__Task directions__: Please repeat all of the lines that follow, exactly as written.

(Records of labeled points)
*****
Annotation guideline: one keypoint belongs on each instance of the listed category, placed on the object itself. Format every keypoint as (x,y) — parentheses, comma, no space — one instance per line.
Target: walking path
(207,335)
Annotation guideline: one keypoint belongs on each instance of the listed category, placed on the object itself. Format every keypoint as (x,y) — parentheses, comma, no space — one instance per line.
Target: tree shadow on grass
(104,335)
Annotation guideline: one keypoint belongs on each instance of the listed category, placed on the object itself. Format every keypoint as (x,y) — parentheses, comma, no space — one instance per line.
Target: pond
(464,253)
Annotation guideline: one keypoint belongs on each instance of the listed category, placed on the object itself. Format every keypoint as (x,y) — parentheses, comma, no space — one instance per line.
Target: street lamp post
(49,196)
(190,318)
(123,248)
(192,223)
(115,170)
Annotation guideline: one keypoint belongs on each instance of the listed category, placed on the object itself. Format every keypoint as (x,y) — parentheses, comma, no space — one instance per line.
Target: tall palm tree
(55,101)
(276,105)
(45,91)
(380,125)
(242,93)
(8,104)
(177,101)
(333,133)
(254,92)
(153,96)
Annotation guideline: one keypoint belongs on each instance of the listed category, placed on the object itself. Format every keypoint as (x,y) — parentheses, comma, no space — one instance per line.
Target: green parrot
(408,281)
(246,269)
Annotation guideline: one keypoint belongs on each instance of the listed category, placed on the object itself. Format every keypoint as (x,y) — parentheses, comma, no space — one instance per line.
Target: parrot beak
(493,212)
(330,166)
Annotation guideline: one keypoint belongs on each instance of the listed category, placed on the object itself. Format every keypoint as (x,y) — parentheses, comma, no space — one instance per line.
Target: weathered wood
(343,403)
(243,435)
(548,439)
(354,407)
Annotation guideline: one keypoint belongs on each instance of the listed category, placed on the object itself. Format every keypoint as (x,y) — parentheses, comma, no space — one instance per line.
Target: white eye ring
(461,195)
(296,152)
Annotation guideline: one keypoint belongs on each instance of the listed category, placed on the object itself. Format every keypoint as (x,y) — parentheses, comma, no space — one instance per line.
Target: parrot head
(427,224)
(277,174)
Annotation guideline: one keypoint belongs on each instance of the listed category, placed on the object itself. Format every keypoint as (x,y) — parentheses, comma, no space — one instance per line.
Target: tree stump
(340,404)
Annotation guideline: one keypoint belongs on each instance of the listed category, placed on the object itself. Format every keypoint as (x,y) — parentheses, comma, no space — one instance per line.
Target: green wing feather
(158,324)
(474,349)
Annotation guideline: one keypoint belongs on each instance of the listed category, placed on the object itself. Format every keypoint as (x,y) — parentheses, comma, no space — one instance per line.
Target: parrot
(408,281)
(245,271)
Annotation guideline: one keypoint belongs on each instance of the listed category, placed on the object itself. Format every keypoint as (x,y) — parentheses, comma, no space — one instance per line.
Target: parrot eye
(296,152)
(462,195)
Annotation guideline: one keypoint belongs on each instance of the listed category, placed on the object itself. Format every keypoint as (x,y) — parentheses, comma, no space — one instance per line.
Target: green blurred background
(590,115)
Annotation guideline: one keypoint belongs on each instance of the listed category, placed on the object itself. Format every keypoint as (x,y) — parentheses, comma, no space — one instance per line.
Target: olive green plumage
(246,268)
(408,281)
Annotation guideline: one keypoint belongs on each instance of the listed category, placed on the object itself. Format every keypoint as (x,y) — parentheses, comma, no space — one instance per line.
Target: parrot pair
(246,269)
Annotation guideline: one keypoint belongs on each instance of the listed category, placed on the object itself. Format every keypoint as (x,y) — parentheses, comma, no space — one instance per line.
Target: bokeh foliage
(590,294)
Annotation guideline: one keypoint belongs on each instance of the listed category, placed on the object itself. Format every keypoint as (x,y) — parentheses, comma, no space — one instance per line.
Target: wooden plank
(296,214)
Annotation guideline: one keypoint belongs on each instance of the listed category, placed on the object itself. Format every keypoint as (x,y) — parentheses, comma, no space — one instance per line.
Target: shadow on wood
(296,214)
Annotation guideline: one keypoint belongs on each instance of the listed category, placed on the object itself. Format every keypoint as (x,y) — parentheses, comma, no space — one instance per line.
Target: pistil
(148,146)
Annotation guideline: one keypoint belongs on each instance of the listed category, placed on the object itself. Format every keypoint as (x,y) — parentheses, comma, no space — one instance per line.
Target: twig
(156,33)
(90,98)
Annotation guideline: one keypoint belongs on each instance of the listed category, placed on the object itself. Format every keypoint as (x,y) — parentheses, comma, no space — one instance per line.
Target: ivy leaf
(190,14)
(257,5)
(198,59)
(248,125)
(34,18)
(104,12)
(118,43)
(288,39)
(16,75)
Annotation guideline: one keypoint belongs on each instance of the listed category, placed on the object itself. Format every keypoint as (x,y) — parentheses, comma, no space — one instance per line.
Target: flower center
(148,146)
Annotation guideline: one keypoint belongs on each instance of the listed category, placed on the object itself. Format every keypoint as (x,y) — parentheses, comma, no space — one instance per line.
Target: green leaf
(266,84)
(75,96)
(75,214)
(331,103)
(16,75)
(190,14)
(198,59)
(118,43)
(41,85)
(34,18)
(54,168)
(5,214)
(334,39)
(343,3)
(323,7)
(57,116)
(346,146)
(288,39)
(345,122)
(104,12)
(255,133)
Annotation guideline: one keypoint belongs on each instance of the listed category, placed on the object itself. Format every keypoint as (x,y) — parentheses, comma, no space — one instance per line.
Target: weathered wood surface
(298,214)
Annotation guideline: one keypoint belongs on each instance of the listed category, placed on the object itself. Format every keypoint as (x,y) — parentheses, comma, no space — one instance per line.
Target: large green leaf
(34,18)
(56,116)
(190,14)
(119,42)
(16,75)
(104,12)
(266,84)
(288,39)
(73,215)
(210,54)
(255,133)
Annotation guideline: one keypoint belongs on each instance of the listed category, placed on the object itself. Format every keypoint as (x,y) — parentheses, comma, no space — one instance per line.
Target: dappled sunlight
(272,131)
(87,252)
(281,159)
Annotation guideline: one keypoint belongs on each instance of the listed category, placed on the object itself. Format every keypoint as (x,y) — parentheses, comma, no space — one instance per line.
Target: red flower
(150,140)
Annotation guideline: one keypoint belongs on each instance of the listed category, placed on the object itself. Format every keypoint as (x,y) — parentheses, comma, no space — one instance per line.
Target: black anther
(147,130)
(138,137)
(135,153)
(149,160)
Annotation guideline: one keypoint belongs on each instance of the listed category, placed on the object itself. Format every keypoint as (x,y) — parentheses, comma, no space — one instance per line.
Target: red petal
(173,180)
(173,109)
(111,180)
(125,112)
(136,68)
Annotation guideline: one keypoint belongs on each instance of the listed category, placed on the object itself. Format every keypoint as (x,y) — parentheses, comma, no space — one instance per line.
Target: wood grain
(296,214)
*****
__Answer for the task__:
Annotation guideline: one keypoint belongs on each instance of the listed category, placed on the object itself. Format every keypoint as (x,y) — parentheses, comma, no space — one instance per line.
Target: walking path
(207,335)
Annotation guideline: one keypoint belongs on each instance of the listed category, placed on the object itself. Format every keypoint as (x,y) — parentheses, comma, no space — one instance per line.
Target: tree shadow on grass
(104,335)
Annotation guideline: one keypoint belongs on each instance of the listed category, placed on the object itself. Format every keypoint as (x,y) — parentheses, comma, no space — one instance per line.
Target: pond
(464,253)
Annotation guideline: one keypoint belongs on each instance of the listed category, placed on the object itself. Format every keypoint as (x,y) — parentheses, comma, no space — one instance per line.
Target: street lamp post
(49,196)
(190,318)
(123,248)
(192,223)
(115,170)
Annotation guideline: one keypoint belongs on each instance of the listed category, placed on the object itself. Format every keypoint as (x,y) — parentheses, comma, no space — one instance per line.
Target: tall palm tree
(55,101)
(276,105)
(45,91)
(380,125)
(242,93)
(8,104)
(177,101)
(333,133)
(254,92)
(153,96)
Annotation guideline: one keypoint belongs on each instance of the listed category, placed on the object itself. Format every keypoint as (x,y) — parentheses, comma, no space — one instance per line.
Target: green parrot
(408,281)
(246,269)
Annotation guideline: one keypoint belongs on each instance of the listed category, placed on the object itself. Format every keypoint as (x,y) — parentheses, comma, no space — one instance per line.
Target: parrot beak
(493,212)
(330,166)
Annotation guideline: one keypoint belongs on each instance of the listed category, placed on the object itself. Format every keypoint as (x,y) — parentheses, comma, no space — one instance per line.
Target: weathered wood
(343,403)
(243,435)
(548,439)
(354,407)
Annotation guideline: one keypoint belongs on each instance of the listed category, placed on the object itself. Format every keypoint as (x,y) — parentheses, comma, no space — one instance per line.
Target: white eye ring
(461,195)
(296,152)
Annotation guideline: one keypoint belongs on each instance of the listed category, placed on the object itself. Format every keypoint as (x,y) — parentheses, comma, no space — one instance per line.
Target: parrot head
(427,224)
(277,174)
Annotation guideline: one keypoint belongs on each instance of the listed category, placed on the object itself. Format every keypoint as (x,y) — parentheses, comma, no space — one instance per line.
Target: tree stump
(340,404)
Annotation guideline: one keypoint belongs on each instance of the listed category, placed on the object itself. Format every keypoint as (x,y) — parentheses, comma, no space — one instance per line.
Target: green wing feather
(158,324)
(474,349)
Annotation guideline: one keypoint belongs on each instance of the listed category, placed on the object itself. Format every keypoint as (x,y) — parentheses, comma, no space — one instance per line.
Target: parrot
(408,281)
(245,271)
Annotation guideline: one keypoint belongs on each instance of the listed category, placed on the object itself. Format every keypoint as (x,y) — parentheses, comma, no space — one instance per line.
Target: parrot eye
(296,152)
(462,195)
Annotation guideline: one keypoint belongs on each instance of the listed category, placed on the object itself. Format every keypoint as (x,y) — parentheses, comma, no space — one instance per line.
Target: green blurred background
(590,115)
Annotation guideline: one keypoint belongs on each instance of the listed category, placed on the object itself. Format every keypoint as (x,y) — parentheses, comma, no space — one instance per line.
Target: olive green plumage
(246,268)
(408,281)
Annotation guideline: one keypoint belongs on each instance of the listed category, placed on the object itself. Format every keypoint as (x,y) — parentheses, comma, no space — one instance per line.
Target: parrot pair
(246,269)
Annotation guideline: one keypoint belongs on each instance of the listed category, placed on the object itself. Format every keypoint as (x,y) — parentheses, comma, no space — one instance per line.
Target: bokeh foliage
(590,294)
Annotation guideline: one keypoint belongs on each instance of the listed category, placed on the object itself. Format every keypoint as (x,y) — parentheses, comma, no space — one instance per line.
Target: wooden plank
(296,214)
Annotation guideline: one keypoint belongs on each instance of the listed category, placed on the object itself. Format every keypoint as (x,y) — parentheses, comma, no space — one instance per line.
Target: shadow on wood
(296,214)
Annotation guideline: one keypoint belongs on each instance of the listed category, placed on the object itself. Format every keypoint as (x,y) — parentheses, comma, no space — one instance per line.
Target: pistil
(148,146)
Annotation guideline: one keypoint belongs on each instance of the listed category, placed on the object itself. Format every keypoint as (x,y) — parentheses, comma, no space — one instance per line.
Target: twig
(156,33)
(90,98)
Annotation guideline: one keypoint belongs on each instance of the listed category, placed on the object itself. Format every keypoint as (x,y) — parentheses, comma, no space — one instance per line.
Target: ivy leaf
(190,14)
(257,5)
(198,59)
(248,125)
(34,18)
(104,12)
(118,43)
(288,39)
(16,75)
Annotation guideline: one keypoint belongs on each instance of the listed category, placed on the object itself. Format every keypoint as (x,y) — parentheses, comma, no space — one instance per line.
Target: flower center
(148,146)
Annotation guideline: one keypoint belongs on each instance of the listed category, placed on the object itself. Format every keypoint as (x,y) — parentheses, comma, no space — one instance per line.
Target: green leaf
(266,84)
(75,96)
(75,214)
(331,103)
(16,75)
(190,14)
(198,59)
(118,43)
(41,85)
(34,18)
(54,168)
(5,214)
(334,39)
(343,3)
(323,7)
(57,116)
(346,146)
(288,39)
(345,122)
(104,12)
(255,133)
Annotation guideline: one keypoint belongs on each instance of the listed category, placed on the object itself. Format every keypoint as (x,y) — parentheses, comma, no space — one instance per line.
Target: weathered wood surface
(298,214)
Annotation guideline: one keypoint belongs on each instance of the listed category, placed on the object itself. Format every keypoint as (x,y) — parentheses, comma, no space — one instance per line.
Target: large green leaf
(34,18)
(56,116)
(190,14)
(119,42)
(16,75)
(104,12)
(266,84)
(288,39)
(73,215)
(210,54)
(255,133)
Annotation guideline: one keypoint belongs on each instance of the listed category, placed on the object itself. Format every keypoint as (x,y) — parentheses, comma, no space — one instance per line.
Target: dappled sunlight
(272,131)
(87,252)
(281,159)
Annotation guideline: one keypoint belongs on each instance of the listed category, placed on the object itself. Format every keypoint as (x,y) — parentheses, comma, no space — one instance per line.
Target: red flower
(150,140)
Annotation guideline: one keypoint belongs on each instance of the listed category, placed on the object itself. Format every keypoint as (x,y) — parentheses, comma, no space — one instance per line.
Target: black anther
(147,130)
(138,137)
(135,153)
(149,160)
Annotation guideline: one keypoint belongs on each instance of the listed category, placed on the object itself. Format every keypoint as (x,y) — parentheses, comma, no space — one instance per line.
Target: red petal
(173,180)
(173,109)
(111,180)
(125,112)
(136,68)
Annotation guideline: one keypoint belongs on each instance of the listed category, placed on the object itself. Format every keypoint as (x,y) — parentheses, comma, no space — one instance per line.
Target: wood grain
(296,214)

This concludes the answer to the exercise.